Exercise A
Please answer these questions from the Varietal review, one line each:
(i) Where was Ed Witt executive chef before Varietal?
(ii) How many wines does Varietal pour by the glass?
(iii) How many chickpeas does the "Chickpea" starter contain?
Exercise B
Resume the Varietal restaurant review right after its final sentence, keeping its voice.

When I first heard about owner Greggory Hockenberry’s plan for Varietal, it sounded like a birthday party where the child insisted on three separate performers, all going at once in one little room. In a whirlwind of stimuli, the Chelsea restaurant brings together a well-known executive chef and a well-known pastry chef, along with an unusually expansive wine list. So I wasn’t surprised to hear reports from early diners there that the act was somewhat uncoordinated. The show has improved in the two months it’s been open, but complication is still the watchword.

The two chefs work in very different idioms. Ed Witt, who was executive chef at Il Buco, is known for his devotion to high-grade artisanal ingredients, and traditional preparations that highlight them. Here, though, he seems to take some tricky cues from pastry chef Jordan Kahn, who, coming to Varietal from Chicago’s avant-garde Alinea, juxtaposes elements such as beer and chrysanthemum in dramatic desserts that evoke abstract paintings. As if that duo in the kitchen weren’t drama enough, Mr. Hockenberry’s very impressive wine service, with 80 poured by the glass, provides an ostensible theme for the restaurant, which is reflected in its name and in the extremely spare space’s only ornamentation: a pair of wine-glass light fixtures, and loving close-up photos of grapes on the vine.

One of Mr. Witt’s tricks is to spotlight an ingredient by preparing it in two complementary ways, side by side on one plate. He sears one of a pair of superlative scallops ($14), with a cumin crust and a wash of squash purée; the other is served raw, diced and reassembled with some pomegranate seeds among the dice. A preparation of rabbit, from the $75 tasting menu, pairs intense wine-braised shreds of meat with a couple of lighter, richer pieces prepared separately. It’s an effective technique, especially when brought to bear on such fine raw materials. Other dishes, though, sacrifice such good sense for a playfulness that’s enjoyable but distracting. A tortuous, aimless starter the menu titles “Chickpea” ($12) contains exactly four specimens of the namesake ingredient, joined by crunchy slices of green papaya, dried Meyer lemon wedges, and a long roseate tube of hearty lamb mousse with a light, pasty texture.

The mushrooms in a hen-of-the-woods mushroom main dish ($26) take center stage, at least — two ripply oyster-colored hedgerows trisecting the plate — but their tops are crisped with a bacony taste that obscures the fungus’s lovely natural flavor. A quasi-Asian accompaniment of crunchy lotus-root rounds steeped in sake adds worthwhile contrast, but a line of grayish puréed avocado does nothing for the dish. Tobacco in the recipe for braised pork belly ($31) gives it an interesting spicy tone that tingles on the palate long after the plate has been cleared away. The fatty meat itself tastes cleanly of pork and of the South, complemented by collards, sweet roast pork loin, and a shatteringly crisp piece of crackling.

Raw records

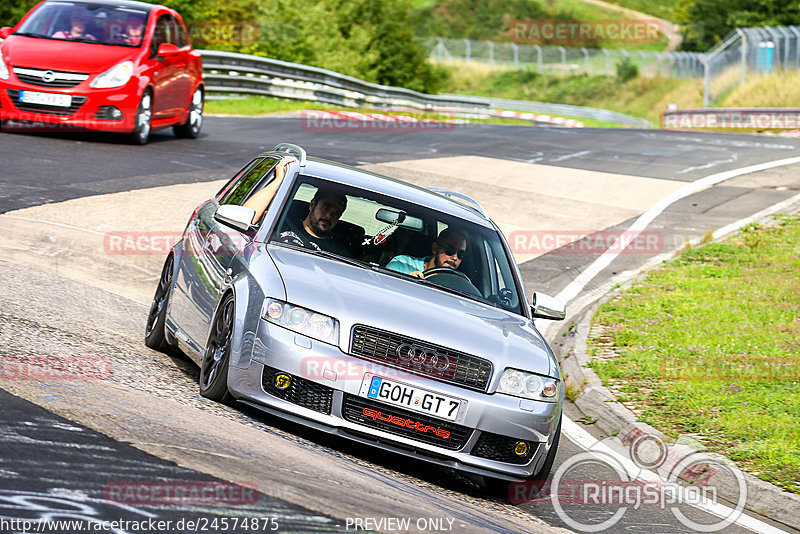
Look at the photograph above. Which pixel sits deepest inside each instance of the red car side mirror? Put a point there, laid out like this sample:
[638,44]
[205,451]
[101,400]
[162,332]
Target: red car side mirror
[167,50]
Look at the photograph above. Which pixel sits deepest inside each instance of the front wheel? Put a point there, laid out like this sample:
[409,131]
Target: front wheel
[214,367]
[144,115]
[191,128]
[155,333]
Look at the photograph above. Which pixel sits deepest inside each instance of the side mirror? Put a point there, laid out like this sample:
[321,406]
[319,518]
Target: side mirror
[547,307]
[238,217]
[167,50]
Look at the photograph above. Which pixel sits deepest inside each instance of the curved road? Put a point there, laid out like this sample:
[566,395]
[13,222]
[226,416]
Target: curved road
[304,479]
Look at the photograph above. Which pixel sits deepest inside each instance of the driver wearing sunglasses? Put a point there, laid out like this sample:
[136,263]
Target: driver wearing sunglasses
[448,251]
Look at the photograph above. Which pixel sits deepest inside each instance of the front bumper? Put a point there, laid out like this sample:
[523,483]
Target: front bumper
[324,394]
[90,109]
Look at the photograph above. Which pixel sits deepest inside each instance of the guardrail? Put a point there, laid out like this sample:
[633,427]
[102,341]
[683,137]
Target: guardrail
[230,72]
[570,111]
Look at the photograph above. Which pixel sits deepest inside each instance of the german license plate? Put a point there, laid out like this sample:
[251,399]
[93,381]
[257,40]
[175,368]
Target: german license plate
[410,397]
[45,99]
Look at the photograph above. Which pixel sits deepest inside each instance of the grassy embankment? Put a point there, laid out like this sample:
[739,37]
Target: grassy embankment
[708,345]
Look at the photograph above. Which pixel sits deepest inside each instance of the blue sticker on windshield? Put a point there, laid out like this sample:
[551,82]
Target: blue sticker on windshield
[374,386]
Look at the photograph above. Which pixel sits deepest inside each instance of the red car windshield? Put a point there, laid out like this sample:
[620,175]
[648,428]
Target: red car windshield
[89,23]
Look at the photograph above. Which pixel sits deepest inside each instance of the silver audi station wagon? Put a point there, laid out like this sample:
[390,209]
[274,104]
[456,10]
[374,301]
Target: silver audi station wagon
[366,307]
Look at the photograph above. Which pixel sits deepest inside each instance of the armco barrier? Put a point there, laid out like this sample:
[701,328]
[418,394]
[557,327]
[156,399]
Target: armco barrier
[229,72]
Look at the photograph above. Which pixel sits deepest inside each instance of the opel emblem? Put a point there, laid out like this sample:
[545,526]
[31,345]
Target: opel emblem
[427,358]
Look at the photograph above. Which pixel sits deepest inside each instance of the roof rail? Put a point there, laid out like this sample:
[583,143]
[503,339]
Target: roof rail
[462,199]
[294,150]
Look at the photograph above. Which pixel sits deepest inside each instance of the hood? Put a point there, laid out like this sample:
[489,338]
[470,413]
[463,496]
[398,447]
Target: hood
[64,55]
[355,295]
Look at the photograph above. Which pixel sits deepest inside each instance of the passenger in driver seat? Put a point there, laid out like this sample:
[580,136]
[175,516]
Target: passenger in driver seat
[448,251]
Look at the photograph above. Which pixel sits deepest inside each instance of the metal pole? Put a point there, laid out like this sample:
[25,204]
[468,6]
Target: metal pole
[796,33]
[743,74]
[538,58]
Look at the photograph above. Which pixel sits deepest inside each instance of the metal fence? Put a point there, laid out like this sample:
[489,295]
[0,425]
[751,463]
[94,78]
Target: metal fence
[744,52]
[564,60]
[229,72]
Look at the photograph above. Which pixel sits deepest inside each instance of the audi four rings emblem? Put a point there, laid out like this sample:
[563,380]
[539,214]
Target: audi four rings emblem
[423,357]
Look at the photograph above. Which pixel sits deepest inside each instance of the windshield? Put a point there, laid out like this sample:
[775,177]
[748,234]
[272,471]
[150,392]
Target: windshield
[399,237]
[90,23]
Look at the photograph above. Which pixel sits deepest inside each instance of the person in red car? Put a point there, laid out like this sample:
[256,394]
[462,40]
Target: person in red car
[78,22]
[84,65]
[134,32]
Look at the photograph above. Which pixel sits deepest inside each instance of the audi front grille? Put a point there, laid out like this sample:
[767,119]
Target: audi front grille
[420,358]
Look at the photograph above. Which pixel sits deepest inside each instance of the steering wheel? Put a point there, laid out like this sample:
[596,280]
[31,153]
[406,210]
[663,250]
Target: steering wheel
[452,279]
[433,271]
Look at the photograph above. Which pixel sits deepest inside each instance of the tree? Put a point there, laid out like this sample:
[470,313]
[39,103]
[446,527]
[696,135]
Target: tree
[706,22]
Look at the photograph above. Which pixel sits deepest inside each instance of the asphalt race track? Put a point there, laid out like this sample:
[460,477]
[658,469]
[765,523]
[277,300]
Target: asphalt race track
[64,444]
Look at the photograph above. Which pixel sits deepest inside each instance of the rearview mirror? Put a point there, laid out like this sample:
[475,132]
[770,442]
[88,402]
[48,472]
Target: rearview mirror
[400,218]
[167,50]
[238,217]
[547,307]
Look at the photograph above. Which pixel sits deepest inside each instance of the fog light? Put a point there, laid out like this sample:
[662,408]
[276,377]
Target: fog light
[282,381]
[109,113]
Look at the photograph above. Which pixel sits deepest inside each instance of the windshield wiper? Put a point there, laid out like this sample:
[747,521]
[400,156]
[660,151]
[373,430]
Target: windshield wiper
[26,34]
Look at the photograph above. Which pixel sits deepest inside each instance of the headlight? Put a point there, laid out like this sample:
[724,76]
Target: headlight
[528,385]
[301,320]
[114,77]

---

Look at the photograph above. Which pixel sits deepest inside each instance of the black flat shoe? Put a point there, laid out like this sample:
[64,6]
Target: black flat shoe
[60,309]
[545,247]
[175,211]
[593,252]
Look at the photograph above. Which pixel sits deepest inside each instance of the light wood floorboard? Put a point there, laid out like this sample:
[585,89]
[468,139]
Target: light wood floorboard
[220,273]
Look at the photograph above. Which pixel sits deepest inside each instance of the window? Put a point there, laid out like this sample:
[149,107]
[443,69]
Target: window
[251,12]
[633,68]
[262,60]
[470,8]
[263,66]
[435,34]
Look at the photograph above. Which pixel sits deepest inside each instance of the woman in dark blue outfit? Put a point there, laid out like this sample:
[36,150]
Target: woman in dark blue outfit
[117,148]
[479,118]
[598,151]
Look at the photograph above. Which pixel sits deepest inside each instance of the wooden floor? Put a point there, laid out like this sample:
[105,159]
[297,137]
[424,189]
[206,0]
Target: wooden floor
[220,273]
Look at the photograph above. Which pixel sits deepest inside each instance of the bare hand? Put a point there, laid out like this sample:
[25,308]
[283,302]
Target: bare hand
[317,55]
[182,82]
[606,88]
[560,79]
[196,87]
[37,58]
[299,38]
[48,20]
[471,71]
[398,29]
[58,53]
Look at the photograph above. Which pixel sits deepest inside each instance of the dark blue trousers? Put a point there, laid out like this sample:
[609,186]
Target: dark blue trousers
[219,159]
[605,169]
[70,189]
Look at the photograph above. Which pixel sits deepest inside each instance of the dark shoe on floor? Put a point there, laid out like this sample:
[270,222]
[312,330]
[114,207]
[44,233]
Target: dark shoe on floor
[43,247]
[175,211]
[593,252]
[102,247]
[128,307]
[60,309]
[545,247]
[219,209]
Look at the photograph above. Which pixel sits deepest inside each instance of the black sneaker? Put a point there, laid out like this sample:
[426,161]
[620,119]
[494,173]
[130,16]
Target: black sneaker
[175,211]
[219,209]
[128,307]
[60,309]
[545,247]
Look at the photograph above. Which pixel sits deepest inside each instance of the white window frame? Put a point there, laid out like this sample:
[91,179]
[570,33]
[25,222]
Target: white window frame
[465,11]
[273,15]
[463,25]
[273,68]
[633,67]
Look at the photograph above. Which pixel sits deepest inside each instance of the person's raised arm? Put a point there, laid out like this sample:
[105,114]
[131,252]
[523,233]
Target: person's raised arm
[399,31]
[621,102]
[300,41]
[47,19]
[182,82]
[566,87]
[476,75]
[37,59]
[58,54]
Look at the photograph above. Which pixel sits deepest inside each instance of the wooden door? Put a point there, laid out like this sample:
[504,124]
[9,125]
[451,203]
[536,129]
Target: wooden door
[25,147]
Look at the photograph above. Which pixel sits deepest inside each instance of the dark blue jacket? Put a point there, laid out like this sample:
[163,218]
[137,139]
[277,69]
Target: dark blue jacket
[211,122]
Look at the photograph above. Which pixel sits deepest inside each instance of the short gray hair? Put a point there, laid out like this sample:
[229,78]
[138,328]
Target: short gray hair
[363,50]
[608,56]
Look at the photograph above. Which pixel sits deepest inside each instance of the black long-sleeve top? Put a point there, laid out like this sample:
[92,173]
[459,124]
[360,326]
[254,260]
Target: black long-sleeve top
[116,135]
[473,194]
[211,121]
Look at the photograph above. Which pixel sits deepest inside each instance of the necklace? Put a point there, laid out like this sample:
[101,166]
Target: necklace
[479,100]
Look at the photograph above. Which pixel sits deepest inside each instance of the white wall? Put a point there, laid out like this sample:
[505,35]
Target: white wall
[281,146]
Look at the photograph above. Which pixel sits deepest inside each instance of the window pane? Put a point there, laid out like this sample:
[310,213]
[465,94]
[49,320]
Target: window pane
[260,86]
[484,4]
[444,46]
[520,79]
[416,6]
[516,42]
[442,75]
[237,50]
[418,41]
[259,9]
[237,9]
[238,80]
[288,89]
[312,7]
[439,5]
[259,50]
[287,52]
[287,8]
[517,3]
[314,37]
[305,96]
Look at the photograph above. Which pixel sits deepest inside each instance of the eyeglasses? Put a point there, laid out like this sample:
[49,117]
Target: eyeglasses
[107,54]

Exercise answer A
(i) Il Buco
(ii) 80
(iii) Exactly four

Exercise answer B
Mr. Kahn’s desserts intentionally evoke modern art, with sculptural arcs and twists, expressionistic drizzles and dollops, and names like Celery Root Abstract and White Chocolate Cubism. Each one contains a savory curiosity ingredient, but the flavors are balanced enough that the unconventional element adds weight and grounding rather than conflict. Eggplant complements grape, we learn; flax suits chocolate. The celery root in the Abstract ($12) appears just as a background taste anointing a central cube of genoise, while other elements — tuile, toffee spiced with sweet fenugreek, and ice cream made with wood-smoked cream — occupy the center of the palate’s attention. Tall sheaves of dried, candied shiitakes stand erect in a “chocolate gel” ($13); vivid pear sorbet and a jelly capsule of pear purée loiter alongside. The strong-flavored mushroom does clash a bit, if only because its dirty-woodsy taste lasts in the mouth much longer than the sweet flavors do.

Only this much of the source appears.